>>>>

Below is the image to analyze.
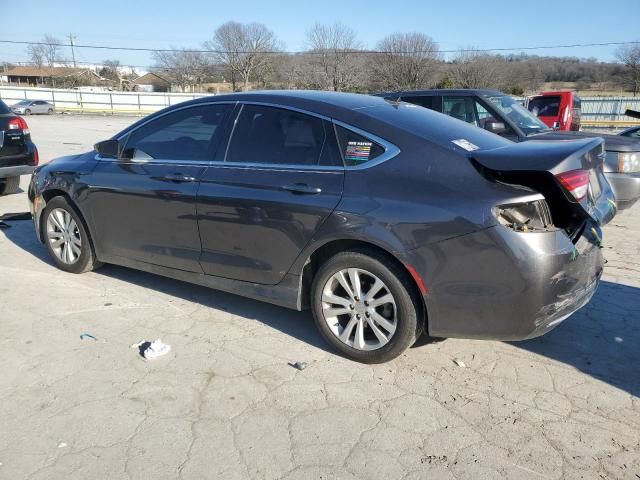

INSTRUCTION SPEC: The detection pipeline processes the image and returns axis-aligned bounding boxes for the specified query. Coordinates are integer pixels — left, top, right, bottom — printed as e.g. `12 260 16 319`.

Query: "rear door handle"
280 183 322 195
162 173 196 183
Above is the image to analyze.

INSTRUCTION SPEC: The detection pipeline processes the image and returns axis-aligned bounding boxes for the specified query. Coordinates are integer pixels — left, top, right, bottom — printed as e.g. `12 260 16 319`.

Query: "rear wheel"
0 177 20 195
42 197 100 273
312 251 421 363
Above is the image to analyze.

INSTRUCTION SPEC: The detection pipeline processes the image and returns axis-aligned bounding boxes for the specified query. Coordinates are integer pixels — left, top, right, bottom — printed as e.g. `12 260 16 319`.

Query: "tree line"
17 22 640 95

<<<<
>>>>

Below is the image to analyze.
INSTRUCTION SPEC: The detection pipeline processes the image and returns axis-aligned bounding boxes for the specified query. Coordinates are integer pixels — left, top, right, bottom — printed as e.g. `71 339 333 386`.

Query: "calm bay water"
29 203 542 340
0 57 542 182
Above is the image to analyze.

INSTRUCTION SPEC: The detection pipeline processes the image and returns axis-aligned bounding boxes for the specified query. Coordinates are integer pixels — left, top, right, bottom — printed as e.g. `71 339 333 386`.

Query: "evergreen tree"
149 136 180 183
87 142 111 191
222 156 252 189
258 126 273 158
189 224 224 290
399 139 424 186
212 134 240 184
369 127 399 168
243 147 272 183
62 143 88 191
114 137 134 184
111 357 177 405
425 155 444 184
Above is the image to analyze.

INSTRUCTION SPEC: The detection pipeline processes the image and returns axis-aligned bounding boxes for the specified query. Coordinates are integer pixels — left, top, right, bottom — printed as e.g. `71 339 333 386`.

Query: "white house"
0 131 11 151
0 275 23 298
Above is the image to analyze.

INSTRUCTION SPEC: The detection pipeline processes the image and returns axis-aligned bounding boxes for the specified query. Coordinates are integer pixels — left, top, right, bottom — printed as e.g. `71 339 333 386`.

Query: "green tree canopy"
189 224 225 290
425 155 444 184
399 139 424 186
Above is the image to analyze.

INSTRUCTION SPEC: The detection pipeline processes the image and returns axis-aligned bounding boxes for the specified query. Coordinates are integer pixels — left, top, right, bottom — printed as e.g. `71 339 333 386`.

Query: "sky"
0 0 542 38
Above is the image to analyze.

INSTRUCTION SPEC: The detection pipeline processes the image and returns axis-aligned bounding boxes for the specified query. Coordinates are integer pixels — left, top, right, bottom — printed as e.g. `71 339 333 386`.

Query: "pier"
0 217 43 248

<<<<
>>>>

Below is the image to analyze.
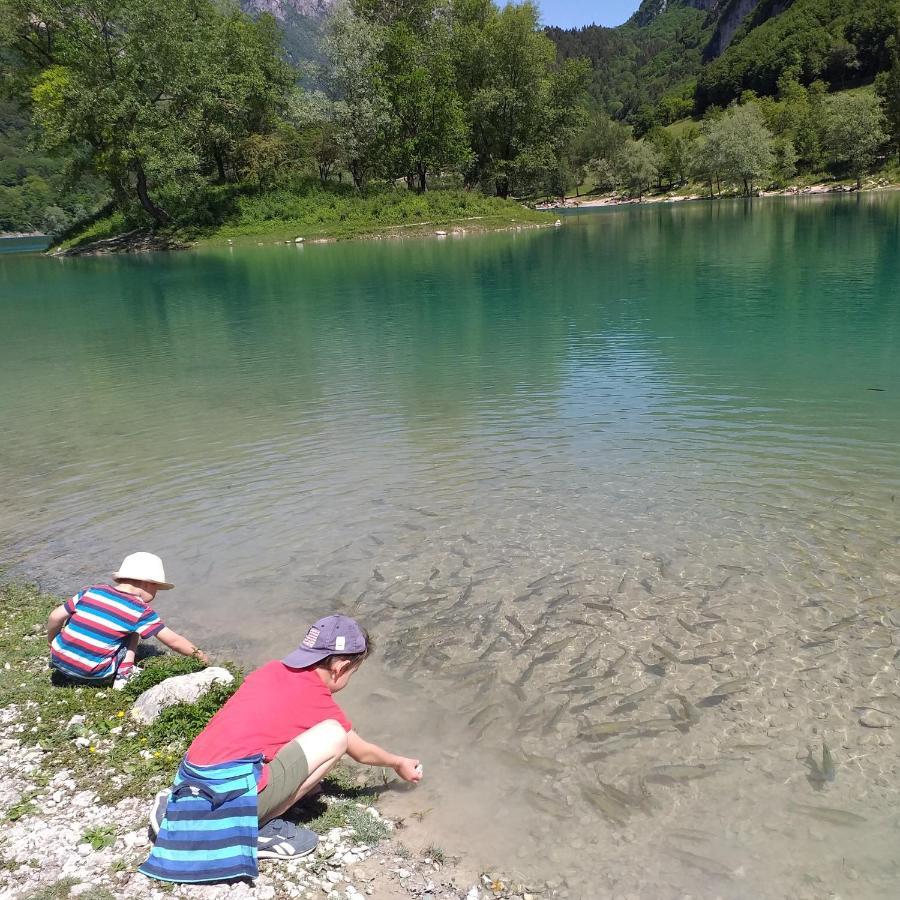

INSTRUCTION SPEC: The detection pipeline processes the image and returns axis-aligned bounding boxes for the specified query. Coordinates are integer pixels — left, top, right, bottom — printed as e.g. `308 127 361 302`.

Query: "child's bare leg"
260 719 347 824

<<<<

**THE PROBLEM**.
Which lines in the entries above contain the word "rear"? Pick out and copy each of them, matching case exactly.

**WRITTEN ANSWER**.
Query: "rear door handle"
Query: "rear wheel"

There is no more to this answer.